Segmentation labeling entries

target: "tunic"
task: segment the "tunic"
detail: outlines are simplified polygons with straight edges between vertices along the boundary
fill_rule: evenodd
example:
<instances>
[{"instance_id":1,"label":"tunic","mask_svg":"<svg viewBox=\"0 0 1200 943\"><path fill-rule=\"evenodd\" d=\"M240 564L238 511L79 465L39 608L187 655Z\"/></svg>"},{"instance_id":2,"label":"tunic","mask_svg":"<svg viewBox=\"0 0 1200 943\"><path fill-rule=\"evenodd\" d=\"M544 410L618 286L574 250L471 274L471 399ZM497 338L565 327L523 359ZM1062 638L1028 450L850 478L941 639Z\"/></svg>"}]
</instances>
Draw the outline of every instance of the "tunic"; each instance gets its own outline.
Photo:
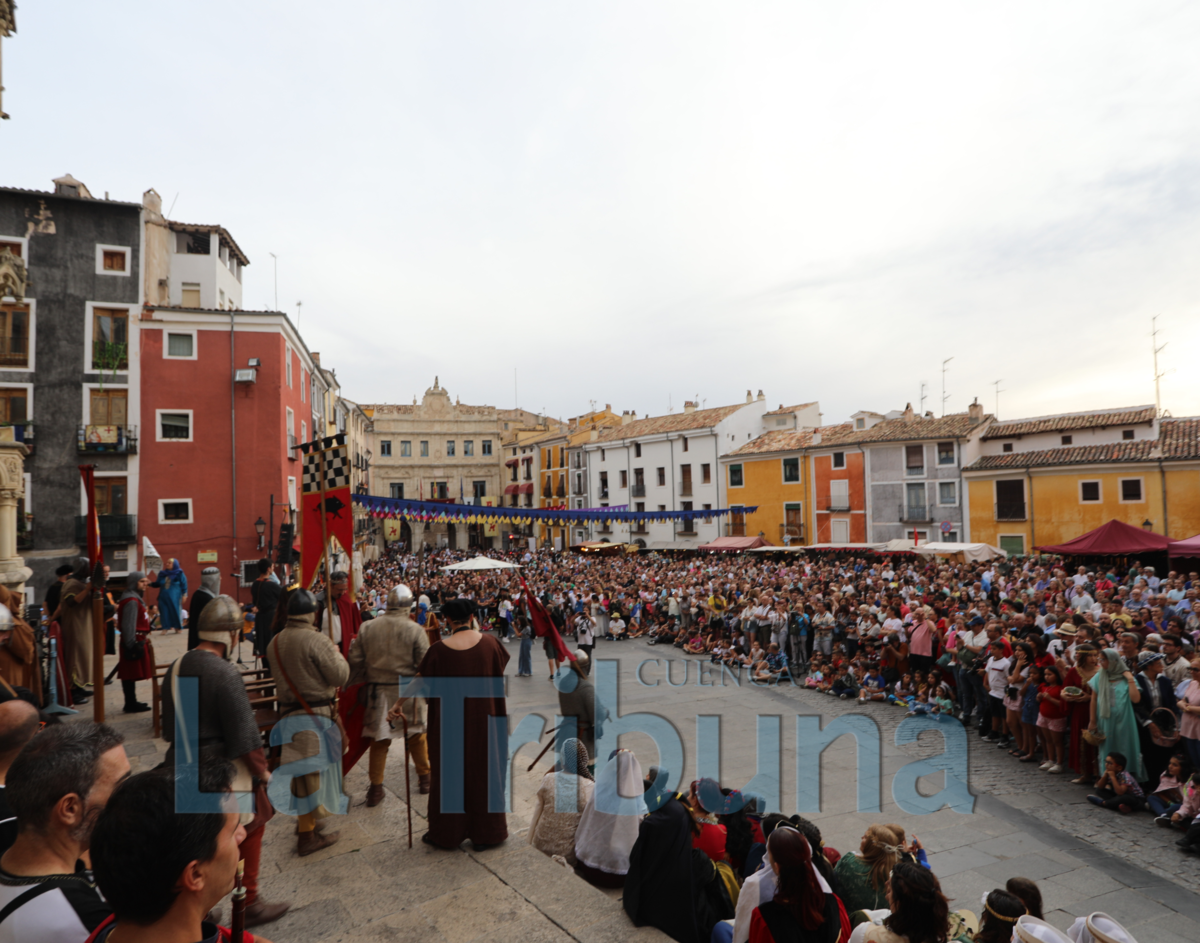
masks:
<instances>
[{"instance_id":1,"label":"tunic","mask_svg":"<svg viewBox=\"0 0 1200 943\"><path fill-rule=\"evenodd\" d=\"M457 651L444 642L438 642L425 653L420 674L424 678L502 678L509 653L492 636L485 635L473 648ZM464 703L464 729L462 739L450 731L450 749L463 750L463 809L464 812L442 811L442 698L430 698L428 734L432 780L430 789L428 822L430 839L443 848L456 848L464 839L475 845L497 845L509 836L504 812L488 812L488 770L502 777L508 765L508 731L499 741L488 746L491 717L506 717L503 697L469 697ZM491 753L491 755L490 755ZM491 764L491 765L488 765Z\"/></svg>"},{"instance_id":2,"label":"tunic","mask_svg":"<svg viewBox=\"0 0 1200 943\"><path fill-rule=\"evenodd\" d=\"M425 629L401 609L392 609L362 624L350 645L350 684L366 684L366 716L362 735L372 740L391 740L404 735L404 725L392 727L388 710L400 699L398 678L412 678L430 650ZM361 703L361 702L360 702ZM427 717L424 697L410 697L403 705L408 735L425 733Z\"/></svg>"}]
</instances>

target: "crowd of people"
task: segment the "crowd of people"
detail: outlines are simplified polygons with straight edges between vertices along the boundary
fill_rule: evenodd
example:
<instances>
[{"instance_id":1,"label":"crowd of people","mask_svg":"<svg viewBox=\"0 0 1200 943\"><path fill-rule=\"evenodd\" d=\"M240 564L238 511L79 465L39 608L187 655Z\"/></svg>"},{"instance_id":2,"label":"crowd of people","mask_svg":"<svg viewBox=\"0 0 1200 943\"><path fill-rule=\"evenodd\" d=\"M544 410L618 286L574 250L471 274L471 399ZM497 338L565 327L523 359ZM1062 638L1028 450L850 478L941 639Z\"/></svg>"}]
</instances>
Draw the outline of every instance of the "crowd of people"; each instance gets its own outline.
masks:
<instances>
[{"instance_id":1,"label":"crowd of people","mask_svg":"<svg viewBox=\"0 0 1200 943\"><path fill-rule=\"evenodd\" d=\"M391 740L404 740L404 763L428 794L428 845L481 848L509 839L506 816L490 801L508 775L504 745L494 743L506 708L503 686L468 698L452 721L462 723L462 749L443 755L443 698L420 697L409 683L499 683L514 643L516 674L532 678L534 626L545 612L575 642L566 651L553 635L541 638L550 679L575 675L556 689L560 713L576 725L575 737L556 741L527 840L583 879L623 888L635 924L682 943L991 943L1022 926L1032 936L1020 938L1058 937L1036 923L1037 887L1024 878L991 890L978 913L952 909L919 840L896 825L871 825L857 851L839 854L815 823L763 815L756 797L710 780L677 794L666 788L667 770L643 774L628 750L595 762L606 719L589 677L598 639L671 645L684 657L744 671L751 684L964 723L1031 775L1070 770L1096 805L1148 810L1182 833L1182 851L1200 851L1196 573L1160 578L1138 561L1072 573L1038 560L533 551L508 558L518 571L442 569L463 555L392 548L364 567L356 600L344 572L330 573L313 594L286 585L264 560L248 613L282 720L354 725L342 743L370 755L368 806L383 799ZM124 649L152 632L145 595L152 582L131 575L118 602L122 663L145 659ZM266 755L245 679L230 663L247 613L212 589L187 620L196 638L162 684L172 745L157 770L131 776L112 728L55 723L38 714L31 691L11 684L0 691L0 943L223 939L210 909L229 891L239 859L247 925L277 919L287 905L257 894L276 761L320 755L323 763L290 781L290 805L281 807L298 818L296 853L338 840L324 824L344 809L343 758L311 731L292 738L282 756ZM181 699L184 678L197 679L198 701ZM174 714L192 703L199 755L186 775L206 792L253 791L253 815L232 806L172 812L175 751L193 749L174 743ZM462 811L444 810L443 785L461 788L451 807ZM158 849L154 873L144 848ZM1086 938L1088 921L1120 930L1093 914L1072 938Z\"/></svg>"}]
</instances>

* DESCRIPTION OF THE TASK: Your task is to return the entries above exactly, with no pictures.

* ANSWER TO THIS TASK:
target: "tunic"
task: segment the "tunic"
detail: outlines are simplified polygons with straight edges between vertices along the boundary
fill_rule: evenodd
example:
<instances>
[{"instance_id":1,"label":"tunic","mask_svg":"<svg viewBox=\"0 0 1200 943\"><path fill-rule=\"evenodd\" d=\"M240 564L238 511L79 465L39 608L187 655Z\"/></svg>"},{"instance_id":2,"label":"tunic","mask_svg":"<svg viewBox=\"0 0 1200 943\"><path fill-rule=\"evenodd\" d=\"M544 410L618 286L574 250L471 274L471 399ZM497 338L565 327L523 359ZM1062 638L1028 450L850 478L941 639Z\"/></svg>"}]
</instances>
Draw the outline of every instance of the "tunic"; each instance gets its own outline.
Photo:
masks:
<instances>
[{"instance_id":1,"label":"tunic","mask_svg":"<svg viewBox=\"0 0 1200 943\"><path fill-rule=\"evenodd\" d=\"M457 651L444 642L438 642L425 653L420 674L424 678L502 678L509 653L492 636L485 635L473 648ZM464 703L464 729L462 739L450 731L450 749L463 750L463 809L464 812L442 811L442 698L430 698L428 734L432 780L430 789L428 822L430 839L443 848L456 848L464 839L475 845L497 845L509 836L504 812L488 812L488 770L502 777L508 765L508 731L499 741L488 746L491 717L506 717L503 697L469 697ZM491 753L491 755L490 755ZM491 764L491 765L488 765Z\"/></svg>"},{"instance_id":2,"label":"tunic","mask_svg":"<svg viewBox=\"0 0 1200 943\"><path fill-rule=\"evenodd\" d=\"M425 629L401 609L392 609L362 624L350 645L350 684L366 684L366 716L362 735L372 740L391 740L404 735L404 725L392 727L388 710L400 699L398 678L412 678L430 650ZM361 703L361 702L360 702ZM427 717L424 697L410 697L403 705L408 735L425 733Z\"/></svg>"}]
</instances>

target: "crowd of people"
task: segment the "crowd of people"
detail: outlines are simplified polygons with straight edges between vertices along the boundary
fill_rule: evenodd
example:
<instances>
[{"instance_id":1,"label":"crowd of people","mask_svg":"<svg viewBox=\"0 0 1200 943\"><path fill-rule=\"evenodd\" d=\"M240 564L238 511L79 465L39 608L187 655Z\"/></svg>"},{"instance_id":2,"label":"crowd of people","mask_svg":"<svg viewBox=\"0 0 1200 943\"><path fill-rule=\"evenodd\" d=\"M544 410L618 286L574 250L471 274L471 399ZM497 338L565 327L523 359ZM1062 638L1028 450L850 478L941 639Z\"/></svg>"}]
</instances>
Draw the outline of every instance of the "crowd of people"; each instance gets its own outline.
masks:
<instances>
[{"instance_id":1,"label":"crowd of people","mask_svg":"<svg viewBox=\"0 0 1200 943\"><path fill-rule=\"evenodd\" d=\"M391 740L404 740L404 763L428 794L428 845L481 848L509 839L506 816L490 801L508 775L504 745L494 743L506 708L503 686L468 698L452 721L462 723L462 749L443 755L443 698L420 697L409 683L499 683L514 643L516 674L532 678L534 626L545 612L575 642L566 651L553 635L541 638L550 679L575 675L556 689L560 713L576 725L575 737L556 741L527 840L583 879L623 888L635 924L682 943L991 943L1022 926L1032 936L1020 938L1058 937L1036 923L1037 887L1024 878L991 890L978 913L952 909L919 840L896 825L871 825L857 851L839 854L815 823L763 815L756 797L710 780L677 794L666 788L667 770L643 774L628 750L595 762L606 719L589 677L598 639L671 645L684 657L744 671L751 684L964 723L1031 775L1070 770L1096 805L1148 810L1182 833L1182 851L1200 851L1196 573L1160 578L1138 561L1072 573L1038 560L533 551L508 558L518 571L442 569L463 555L392 548L364 567L356 600L344 572L330 573L313 594L286 585L264 560L248 613L282 720L354 725L342 743L370 755L368 806L383 799ZM124 649L152 632L145 595L152 582L131 575L118 602L122 663L145 659ZM266 755L245 679L230 663L247 613L212 589L187 620L196 638L162 684L172 745L157 770L131 776L112 728L55 723L38 714L31 691L11 684L0 691L0 943L223 939L210 909L229 891L239 859L247 925L277 919L287 905L257 894L276 761L320 755L323 763L290 781L290 805L281 807L298 818L296 853L338 840L324 824L344 809L343 758L311 731L292 738L282 756ZM181 699L184 678L197 679L198 701ZM174 714L192 703L199 755L186 775L206 792L253 791L253 815L232 806L172 812L175 751L193 749L174 743ZM462 811L444 810L443 785L461 788L451 807ZM158 849L154 873L144 848ZM1086 938L1088 921L1120 930L1093 914L1072 938Z\"/></svg>"}]
</instances>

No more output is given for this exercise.